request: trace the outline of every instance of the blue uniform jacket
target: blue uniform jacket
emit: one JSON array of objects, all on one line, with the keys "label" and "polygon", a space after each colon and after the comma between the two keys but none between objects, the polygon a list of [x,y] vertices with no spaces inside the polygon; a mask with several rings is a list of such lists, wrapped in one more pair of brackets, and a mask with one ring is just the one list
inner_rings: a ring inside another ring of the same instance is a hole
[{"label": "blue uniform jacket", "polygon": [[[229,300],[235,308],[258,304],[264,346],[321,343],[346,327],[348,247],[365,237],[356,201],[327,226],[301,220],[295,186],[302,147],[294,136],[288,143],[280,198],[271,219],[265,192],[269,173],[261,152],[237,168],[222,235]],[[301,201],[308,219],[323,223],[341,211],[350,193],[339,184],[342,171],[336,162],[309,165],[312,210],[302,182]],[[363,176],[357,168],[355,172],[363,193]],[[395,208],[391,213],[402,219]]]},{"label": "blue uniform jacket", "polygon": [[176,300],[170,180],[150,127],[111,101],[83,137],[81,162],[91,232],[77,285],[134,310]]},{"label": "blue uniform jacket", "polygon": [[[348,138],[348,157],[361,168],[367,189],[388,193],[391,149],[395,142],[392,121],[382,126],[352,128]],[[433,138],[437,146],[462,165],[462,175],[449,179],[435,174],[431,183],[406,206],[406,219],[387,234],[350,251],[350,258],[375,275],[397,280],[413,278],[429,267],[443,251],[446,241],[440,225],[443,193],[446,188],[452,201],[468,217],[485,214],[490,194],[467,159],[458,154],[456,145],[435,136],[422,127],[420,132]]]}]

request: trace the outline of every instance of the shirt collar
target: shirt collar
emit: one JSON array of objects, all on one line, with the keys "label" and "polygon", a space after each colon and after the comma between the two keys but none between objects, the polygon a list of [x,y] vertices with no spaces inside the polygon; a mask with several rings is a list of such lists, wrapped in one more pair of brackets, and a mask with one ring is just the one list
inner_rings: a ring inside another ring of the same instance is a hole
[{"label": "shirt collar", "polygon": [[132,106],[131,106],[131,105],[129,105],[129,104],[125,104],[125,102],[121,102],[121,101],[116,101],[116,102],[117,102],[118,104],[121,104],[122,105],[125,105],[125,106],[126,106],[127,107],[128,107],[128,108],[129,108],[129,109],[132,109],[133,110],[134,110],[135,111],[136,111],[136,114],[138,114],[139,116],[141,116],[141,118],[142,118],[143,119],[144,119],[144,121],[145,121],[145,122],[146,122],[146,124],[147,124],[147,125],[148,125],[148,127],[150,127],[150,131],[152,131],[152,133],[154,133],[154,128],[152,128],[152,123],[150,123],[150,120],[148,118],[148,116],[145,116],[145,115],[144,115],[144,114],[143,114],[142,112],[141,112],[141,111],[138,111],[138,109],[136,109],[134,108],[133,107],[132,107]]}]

——————

• Problem requirements:
Retype the lines starting with the line that contains "request: trace the outline of every instance of the shirt" and ending with the line that contains "target: shirt collar", with both of those lines included.

• Final result:
request: trace the outline of every instance of the shirt collar
target: shirt collar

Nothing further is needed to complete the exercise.